Отстаивая свою книгу, Розанов продолжает:
«[…] каждому человеку собственно один мир открыт – его собственный, и уже этот действительный, не литературный мир – один и подлинно действителен, есть Ens reslissimus схоластиков. Отсюда Вы видите громадное право на бытие таких книг, как „Уединенное“, книг и до известной степени – такой литературы, такого течения. Все мы пишем „Записную книжку писателя“, лишь немного ее куафируя для придания вида газетной или журнальной статьи, чтобы „редактор принял“, чтобы „читатель не придрался“. Но, конечно, журнальную или газетную статью невозможно написать, если в зерне ее, во „вчера“ ее не лежало листка „Записной книжки“ или страницы „Уединенного“.
[…] Но дара рассказа, в „последовательности «Исторического Вестника» и «Русской Старины»“ – у меня нет. Я и учителем не умел рассказать „Войны Алой и Белой Розы“. Вообще – я не рассказчик, а – афорист, мечтатель и вспоминатель мгновений. В „Уединенном“ же, уже за этот год, я рассказал, – рассеянными отрывками, – всю эту историю[57], именно как минутные припоминания» (там же).

-- ФРАГМЕНТЫ НАБОРА ДАННЫХ --
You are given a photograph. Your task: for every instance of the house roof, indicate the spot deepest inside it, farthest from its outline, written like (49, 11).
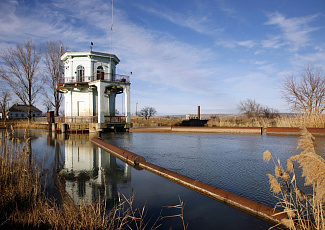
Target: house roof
(23, 108)
(89, 54)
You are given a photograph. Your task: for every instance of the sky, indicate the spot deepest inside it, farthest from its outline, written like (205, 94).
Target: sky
(183, 53)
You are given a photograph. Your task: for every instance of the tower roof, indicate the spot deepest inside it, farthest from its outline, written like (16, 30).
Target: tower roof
(89, 54)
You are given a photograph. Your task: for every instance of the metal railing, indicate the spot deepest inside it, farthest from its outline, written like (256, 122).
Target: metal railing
(77, 119)
(100, 76)
(115, 119)
(89, 119)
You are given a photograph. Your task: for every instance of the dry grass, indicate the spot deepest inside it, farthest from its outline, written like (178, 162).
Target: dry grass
(24, 205)
(305, 211)
(308, 121)
(140, 121)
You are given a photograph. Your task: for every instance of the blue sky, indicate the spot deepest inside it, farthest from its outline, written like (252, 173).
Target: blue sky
(212, 53)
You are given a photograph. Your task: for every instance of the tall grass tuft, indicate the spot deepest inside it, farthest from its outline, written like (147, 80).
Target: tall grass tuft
(304, 210)
(24, 205)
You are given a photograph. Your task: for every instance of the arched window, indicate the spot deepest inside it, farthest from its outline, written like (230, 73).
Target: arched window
(100, 73)
(80, 73)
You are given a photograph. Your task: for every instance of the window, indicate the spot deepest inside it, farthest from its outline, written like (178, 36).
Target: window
(80, 73)
(100, 73)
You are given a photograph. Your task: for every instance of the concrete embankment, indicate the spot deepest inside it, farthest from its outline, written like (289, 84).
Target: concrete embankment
(231, 130)
(191, 129)
(293, 131)
(249, 206)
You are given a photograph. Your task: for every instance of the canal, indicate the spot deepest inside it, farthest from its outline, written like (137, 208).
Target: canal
(230, 162)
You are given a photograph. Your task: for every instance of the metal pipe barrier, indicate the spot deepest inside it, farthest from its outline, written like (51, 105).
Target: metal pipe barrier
(251, 207)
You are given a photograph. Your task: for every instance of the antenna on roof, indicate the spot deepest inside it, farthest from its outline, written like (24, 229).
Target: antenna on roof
(111, 45)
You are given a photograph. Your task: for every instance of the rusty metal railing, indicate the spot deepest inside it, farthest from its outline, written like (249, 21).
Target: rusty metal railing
(115, 119)
(99, 76)
(77, 119)
(89, 119)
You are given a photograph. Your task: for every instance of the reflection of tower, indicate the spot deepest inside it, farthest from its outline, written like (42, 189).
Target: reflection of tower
(90, 85)
(83, 169)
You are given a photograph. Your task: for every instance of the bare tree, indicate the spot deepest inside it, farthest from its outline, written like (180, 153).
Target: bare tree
(54, 68)
(5, 98)
(254, 109)
(305, 93)
(20, 72)
(249, 107)
(147, 112)
(48, 105)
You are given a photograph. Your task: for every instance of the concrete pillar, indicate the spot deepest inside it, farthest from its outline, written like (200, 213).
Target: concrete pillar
(111, 108)
(91, 70)
(100, 177)
(100, 102)
(127, 104)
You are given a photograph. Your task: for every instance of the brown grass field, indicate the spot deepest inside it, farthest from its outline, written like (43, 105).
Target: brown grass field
(299, 121)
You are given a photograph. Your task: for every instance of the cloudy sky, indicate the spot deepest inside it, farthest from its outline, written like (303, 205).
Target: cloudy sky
(184, 53)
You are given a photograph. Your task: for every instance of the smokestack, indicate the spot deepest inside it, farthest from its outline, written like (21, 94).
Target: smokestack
(198, 113)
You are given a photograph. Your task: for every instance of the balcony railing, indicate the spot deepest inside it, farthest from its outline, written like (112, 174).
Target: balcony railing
(78, 119)
(99, 76)
(89, 119)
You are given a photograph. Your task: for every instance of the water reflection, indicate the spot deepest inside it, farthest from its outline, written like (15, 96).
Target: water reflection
(90, 171)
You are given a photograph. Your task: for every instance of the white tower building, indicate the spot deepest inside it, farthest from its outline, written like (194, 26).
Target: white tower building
(90, 86)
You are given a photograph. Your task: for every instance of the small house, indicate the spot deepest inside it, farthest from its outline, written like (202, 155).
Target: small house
(18, 111)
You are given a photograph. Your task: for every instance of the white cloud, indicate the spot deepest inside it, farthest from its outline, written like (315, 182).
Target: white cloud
(296, 32)
(192, 20)
(248, 43)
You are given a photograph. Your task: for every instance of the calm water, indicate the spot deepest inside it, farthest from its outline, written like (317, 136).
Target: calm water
(230, 162)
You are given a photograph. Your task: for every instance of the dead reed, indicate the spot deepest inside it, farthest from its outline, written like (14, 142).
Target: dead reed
(301, 120)
(24, 205)
(304, 210)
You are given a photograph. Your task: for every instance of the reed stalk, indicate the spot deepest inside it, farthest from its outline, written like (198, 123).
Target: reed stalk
(304, 210)
(24, 205)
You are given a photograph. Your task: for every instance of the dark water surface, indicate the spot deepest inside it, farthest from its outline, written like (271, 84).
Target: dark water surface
(231, 162)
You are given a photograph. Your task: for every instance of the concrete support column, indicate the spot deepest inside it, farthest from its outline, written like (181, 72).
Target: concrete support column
(99, 157)
(127, 104)
(112, 98)
(100, 102)
(91, 102)
(91, 70)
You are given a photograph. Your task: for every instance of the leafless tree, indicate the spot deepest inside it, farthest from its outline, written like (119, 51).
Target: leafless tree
(306, 93)
(48, 105)
(249, 107)
(147, 112)
(254, 109)
(20, 72)
(5, 98)
(54, 69)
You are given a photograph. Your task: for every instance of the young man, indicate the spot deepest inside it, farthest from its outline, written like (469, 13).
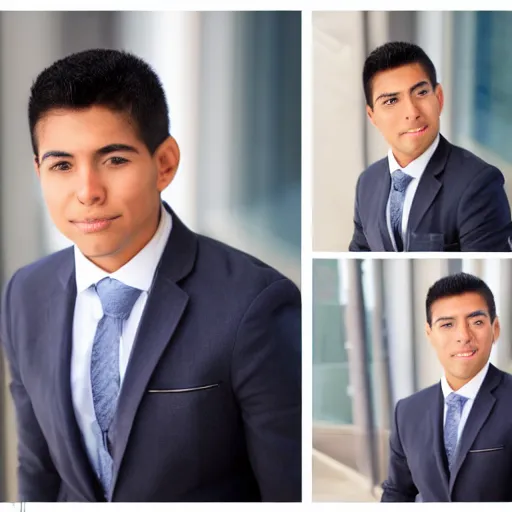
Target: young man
(453, 441)
(148, 363)
(426, 195)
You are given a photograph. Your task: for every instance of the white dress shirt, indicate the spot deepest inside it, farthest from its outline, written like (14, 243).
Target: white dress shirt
(415, 169)
(469, 390)
(138, 273)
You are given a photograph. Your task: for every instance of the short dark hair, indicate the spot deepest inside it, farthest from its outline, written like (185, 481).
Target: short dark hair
(393, 55)
(458, 284)
(114, 79)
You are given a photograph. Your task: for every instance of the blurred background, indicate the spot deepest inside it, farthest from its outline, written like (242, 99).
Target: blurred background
(233, 85)
(472, 53)
(368, 354)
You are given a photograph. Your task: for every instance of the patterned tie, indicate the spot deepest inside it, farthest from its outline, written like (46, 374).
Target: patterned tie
(117, 300)
(400, 181)
(455, 404)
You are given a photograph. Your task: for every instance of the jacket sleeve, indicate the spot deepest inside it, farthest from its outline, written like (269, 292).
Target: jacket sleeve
(484, 214)
(399, 486)
(358, 242)
(266, 376)
(38, 479)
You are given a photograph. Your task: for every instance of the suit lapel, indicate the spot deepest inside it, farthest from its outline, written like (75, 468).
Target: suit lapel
(385, 186)
(484, 403)
(429, 185)
(162, 313)
(59, 325)
(436, 418)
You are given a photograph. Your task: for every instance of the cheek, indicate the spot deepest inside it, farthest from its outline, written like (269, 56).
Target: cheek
(55, 193)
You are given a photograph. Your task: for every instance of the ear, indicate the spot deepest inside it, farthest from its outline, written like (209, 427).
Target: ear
(496, 329)
(167, 159)
(428, 332)
(440, 97)
(37, 167)
(369, 112)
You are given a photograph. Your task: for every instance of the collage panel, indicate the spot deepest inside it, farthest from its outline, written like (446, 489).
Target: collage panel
(150, 257)
(394, 342)
(411, 129)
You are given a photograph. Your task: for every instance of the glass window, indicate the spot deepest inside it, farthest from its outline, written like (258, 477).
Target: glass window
(331, 393)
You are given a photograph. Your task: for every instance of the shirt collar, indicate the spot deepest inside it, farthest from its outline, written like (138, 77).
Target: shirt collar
(138, 272)
(416, 167)
(470, 389)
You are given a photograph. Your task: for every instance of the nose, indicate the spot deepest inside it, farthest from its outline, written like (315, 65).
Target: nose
(90, 188)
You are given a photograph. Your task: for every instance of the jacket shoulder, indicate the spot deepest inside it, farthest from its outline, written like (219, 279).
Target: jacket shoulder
(420, 399)
(35, 275)
(234, 265)
(472, 164)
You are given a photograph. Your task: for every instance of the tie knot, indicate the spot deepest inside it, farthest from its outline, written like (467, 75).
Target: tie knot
(400, 180)
(453, 399)
(117, 299)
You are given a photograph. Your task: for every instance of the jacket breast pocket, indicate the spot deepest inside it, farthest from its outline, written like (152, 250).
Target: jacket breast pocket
(425, 242)
(185, 389)
(180, 397)
(488, 450)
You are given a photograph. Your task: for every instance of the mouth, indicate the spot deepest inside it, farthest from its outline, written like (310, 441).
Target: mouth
(94, 225)
(415, 132)
(469, 354)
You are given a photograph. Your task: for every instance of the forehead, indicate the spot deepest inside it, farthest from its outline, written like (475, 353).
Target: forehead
(398, 79)
(458, 305)
(84, 130)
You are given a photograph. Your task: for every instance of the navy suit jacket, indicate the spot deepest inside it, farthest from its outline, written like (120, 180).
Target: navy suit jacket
(460, 205)
(483, 465)
(219, 338)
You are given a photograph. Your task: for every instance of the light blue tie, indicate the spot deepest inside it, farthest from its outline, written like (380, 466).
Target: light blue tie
(117, 300)
(455, 404)
(399, 183)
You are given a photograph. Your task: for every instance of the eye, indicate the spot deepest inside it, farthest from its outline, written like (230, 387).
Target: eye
(61, 166)
(117, 160)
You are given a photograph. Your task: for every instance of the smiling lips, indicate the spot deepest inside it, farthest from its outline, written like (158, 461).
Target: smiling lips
(465, 355)
(94, 225)
(415, 131)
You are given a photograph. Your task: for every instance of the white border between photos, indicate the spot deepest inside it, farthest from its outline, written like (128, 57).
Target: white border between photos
(307, 259)
(236, 5)
(322, 255)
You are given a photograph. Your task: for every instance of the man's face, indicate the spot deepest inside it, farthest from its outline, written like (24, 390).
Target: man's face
(100, 183)
(462, 335)
(406, 110)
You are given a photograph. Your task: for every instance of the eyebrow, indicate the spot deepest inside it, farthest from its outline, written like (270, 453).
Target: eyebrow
(393, 94)
(474, 314)
(105, 150)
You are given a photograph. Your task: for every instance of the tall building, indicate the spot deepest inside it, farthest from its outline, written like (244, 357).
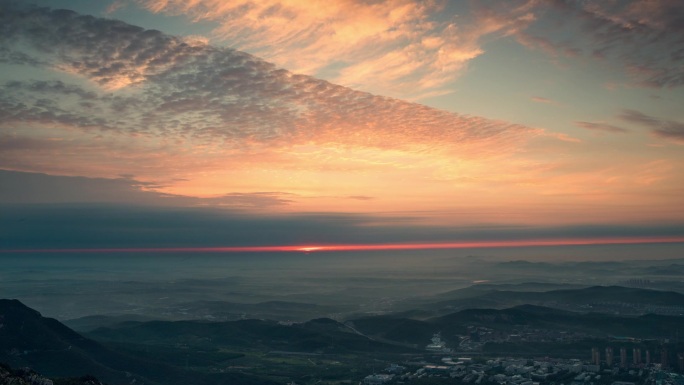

-- ЗАДАНИЕ 1 --
Кем называет себя Розанов в тексте о его книге, когда пишет, что он не рассказчик?
-- ЗАДАНИЕ 2 --
Определите, согласуются ли утверждения (a), (b) и (c) с текстом о книге Розанова. На каждое ответьте «да» или «нет» и приведите решающие слова текста точной цитатой.
(a) Розанов пишет, что, будучи учителем, умел рассказать «Войны Алой и Белой Розы».
(b) По словам Розанова, журнальную или газетную статью нельзя написать, если в ее основе не лежал листок «Записной книжки» или страница «Уединенного».
(c) В «Уединенном» Розанов изложил историю одним связным повествованием.
-- ЗАДАНИЕ 3 --
Продолжите текст о книге Розанова после его последнего предложения.

-- РЕЗУЛЬТАТ ВЫПОЛНЕНИЯ 1 --
Афористом, мечтателем и вспоминателем мгновений.

-- РЕЗУЛЬТАТ ВЫПОЛНЕНИЯ 2 --
(a) Нет: «Я и учителем не умел рассказать „Войны Алой и Белой Розы“».
(b) Да: «журнальную или газетную статью невозможно написать, если в зерне ее, во „вчера“ ее не лежало листка „Записной книжки“ или страницы „Уединенного“».
(c) Нет: «я рассказал, – рассеянными отрывками, – всю эту историю».

-- РЕЗУЛЬТАТ ВЫПОЛНЕНИЯ 3 --
Прислушиваясь к сомнениям Перцова (письмо от 9.II.1913), Розанов разделит издание на две части, выделив совсем «свое» в отдельное издание, отпечатав его, как и предлагал Перцов, тиражом в 50 экземпляров («Смертное»), а прочее станет коробом первым «Опавших листьев». Откликаясь на критический отзыв о втором коробе и идее продолжать печатать «листву», Розанов пишет:
«В общем, я, конечно, огорчен, что Вам „Короб 2 3 4 – не по душе“. Впечатление читающего всегда много значит и почти решающее. Но нельзя не сказать, что есть и своя нужда, а в общем 30 лет потрудившись, я заслужил право и „побаловаться пенсией“. Вообще – „сказать, что хочется“ и сказать „от души“. „Не взирая на лица“. В сущности – это ужасное счастие, и печатая – я прямо кипел. […] Вообще – тут 1000 мотивов, и книга, будучи в каждом листке вовсе не обдумана – в целом страшно обдумана, взвешена и решена. Тут и „ватерклозет“ не то что пригодится, но абсолютно необходим» (письмо от 1(?).X.1915).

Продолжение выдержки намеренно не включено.